### 练习任务
- 1) 请把下文用工荒报道中以“比表象更值得关注的是”开头的那一段改写得更简短,保留其主要事实。
- 2) 请抄写下文用工荒报道中的一段文字,从“记者调查发现,问题虽然多种多”开始,到“芜湖经济开发区的工作人员说。”为止,首尾这两处文字都要包括在内。

─── 阅读材料

六大区域用工荒调查报告出炉:招工比招商难
生意社2月9日讯 伴随着元宵节后返城的滚滚人流,以生于1980年代及其后的新生代农民工群体为中坚力量的用工市场,正迎来多重变奏。
新华社“新华视点”专栏精心设计问卷,联手国内最大的务工在线职业介绍服务平台工众网,于春节前后就中南、西南、华东、东北、华北和西北6大区域、18个省市的农民工的就业流向问题进行了专项调查,回收有效样本1217个。调查结果与“新华视点”记者在上海、江苏、安徽、河南、四川等地的一线访谈两相印证:就流向而言,农民工已由“单向度输出”转变为“多向度流动”;就范围而言,招工难正从东南沿海向中西部城市蔓延;就持续性而言,区域性、结构性工荒已经常态化。
比表象更值得关注的是“新工荒”背后的信号:处于下降通道的企业利润无法满足农民工刚性增长的工资需求之间的矛盾、城市“新二元”结构阻碍农民工“融城”梦想实现之间的矛盾,导致眼下新生代农民工“高流动性”突出,“短工化”趋势明显。这与区域经济发展带来的中西部民工回流产生叠加效应,加剧工荒感。
记者调查发现,问题虽然多种多样,解决之道则不离其宗。“工荒或不工荒”,答案在于:“转型或不转型”。
新态势:“招工难”更广“用工荒”更长“短工化”更显
在申苏浙皖高速公路安徽省芜湖段入口处,巨型广告牌上往年总是唱主角的招商广告,今年春节期间悄然变脸:“热烈欢迎务工人员回乡过年,百余工种万余岗位虚位以待!”
走在芜湖的街头,各式各样的招工标语、广告目不暇接,尽打亲情牌。有留守儿童口吻的“思恋版”:“老爸老妈,回家上班吧,我想你们”;有年迈父母视角的“央求版”:“儿子、女儿,到家门口上班,照顾我们二老”;还有“第三只眼睛看务工”的“奉劝版”:“比一比,算一算,还是回乡工作更合算”。当地政府部门在春节前即多方打听、收集回乡过年的民工信息,印制成册,提供给企业,电话、甚至登门招人。尽管用心良苦,2月3日,当地人保部门早早为返乡农民工举行专场招聘会,但4800多个招聘岗位中,依然有过半岗位“空手而归”。
地处中部地区的芜湖的用工情况具有代表性。“春节过后,首要任务不再是招商,而是招工。”芜湖经济开发区的工作人员说。

──────
─── 数据部分

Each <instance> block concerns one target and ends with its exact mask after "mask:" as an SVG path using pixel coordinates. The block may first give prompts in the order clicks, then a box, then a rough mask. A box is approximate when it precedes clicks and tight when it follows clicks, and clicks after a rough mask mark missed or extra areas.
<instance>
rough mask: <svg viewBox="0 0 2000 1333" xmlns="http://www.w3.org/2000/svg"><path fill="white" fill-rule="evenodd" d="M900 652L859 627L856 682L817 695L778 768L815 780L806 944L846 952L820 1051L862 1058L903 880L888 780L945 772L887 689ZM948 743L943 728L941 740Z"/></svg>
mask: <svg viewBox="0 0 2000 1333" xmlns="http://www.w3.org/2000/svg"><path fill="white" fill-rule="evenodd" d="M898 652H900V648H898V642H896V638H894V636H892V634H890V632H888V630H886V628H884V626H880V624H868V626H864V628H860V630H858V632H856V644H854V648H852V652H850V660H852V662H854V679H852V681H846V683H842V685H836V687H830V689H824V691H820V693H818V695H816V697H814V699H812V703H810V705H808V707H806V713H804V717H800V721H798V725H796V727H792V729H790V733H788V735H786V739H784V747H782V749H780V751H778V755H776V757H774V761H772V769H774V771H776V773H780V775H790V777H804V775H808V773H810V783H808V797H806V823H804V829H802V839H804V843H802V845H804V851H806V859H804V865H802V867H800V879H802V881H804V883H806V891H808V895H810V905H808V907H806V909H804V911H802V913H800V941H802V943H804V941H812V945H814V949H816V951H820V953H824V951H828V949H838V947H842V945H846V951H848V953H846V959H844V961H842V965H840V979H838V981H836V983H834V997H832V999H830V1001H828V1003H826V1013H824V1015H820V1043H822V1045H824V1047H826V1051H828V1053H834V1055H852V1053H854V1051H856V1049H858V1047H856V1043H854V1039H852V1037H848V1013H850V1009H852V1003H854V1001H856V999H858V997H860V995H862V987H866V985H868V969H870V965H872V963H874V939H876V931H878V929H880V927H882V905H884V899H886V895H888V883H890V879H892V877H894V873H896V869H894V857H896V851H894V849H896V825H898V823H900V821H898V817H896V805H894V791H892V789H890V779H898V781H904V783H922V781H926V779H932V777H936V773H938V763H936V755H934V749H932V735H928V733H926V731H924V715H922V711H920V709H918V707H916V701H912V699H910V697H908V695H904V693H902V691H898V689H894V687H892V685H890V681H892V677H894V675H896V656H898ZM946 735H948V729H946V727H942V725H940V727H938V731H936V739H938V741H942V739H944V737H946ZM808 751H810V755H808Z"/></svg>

──────

### 练习答案
- 1) “新工荒”背后有两个矛盾。一是企业利润下降,难以满足农民工刚性增长的工资需求。二是城市“新二元”结构阻碍农民工实现“融城”梦想。这两个矛盾使新生代农民工流动性高,“短工化”趋势明显。区域经济发展又带来中西部民工回流,两者叠加,加剧了工荒感。

- 2)
记者调查发现,问题虽然多种多样,解决之道则不离其宗。“工荒或不工荒”,答案在于:“转型或不转型”。
新态势:“招工难”更广“用工荒”更长“短工化”更显
在申苏浙皖高速公路安徽省芜湖段入口处,巨型广告牌上往年总是唱主角的招商广告,今年春节期间悄然变脸:“热烈欢迎务工人员回乡过年,百余工种万余岗位虚位以待!”
走在芜湖的街头,各式各样的招工标语、广告目不暇接,尽打亲情牌。有留守儿童口吻的“思恋版”:“老爸老妈,回家上班吧,我想你们”;有年迈父母视角的“央求版”:“儿子、女儿,到家门口上班,照顾我们二老”;还有“第三只眼睛看务工”的“奉劝版”:“比一比,算一算,还是回乡工作更合算”。当地政府部门在春节前即多方打听、收集回乡过年的民工信息,印制成册,提供给企业,电话、甚至登门招人。尽管用心良苦,2月3日,当地人保部门早早为返乡农民工举行专场招聘会,但4800多个招聘岗位中,依然有过半岗位“空手而归”。
地处中部地区的芜湖的用工情况具有代表性。“春节过后,首要任务不再是招商,而是招工。”芜湖经济开发区的工作人员说。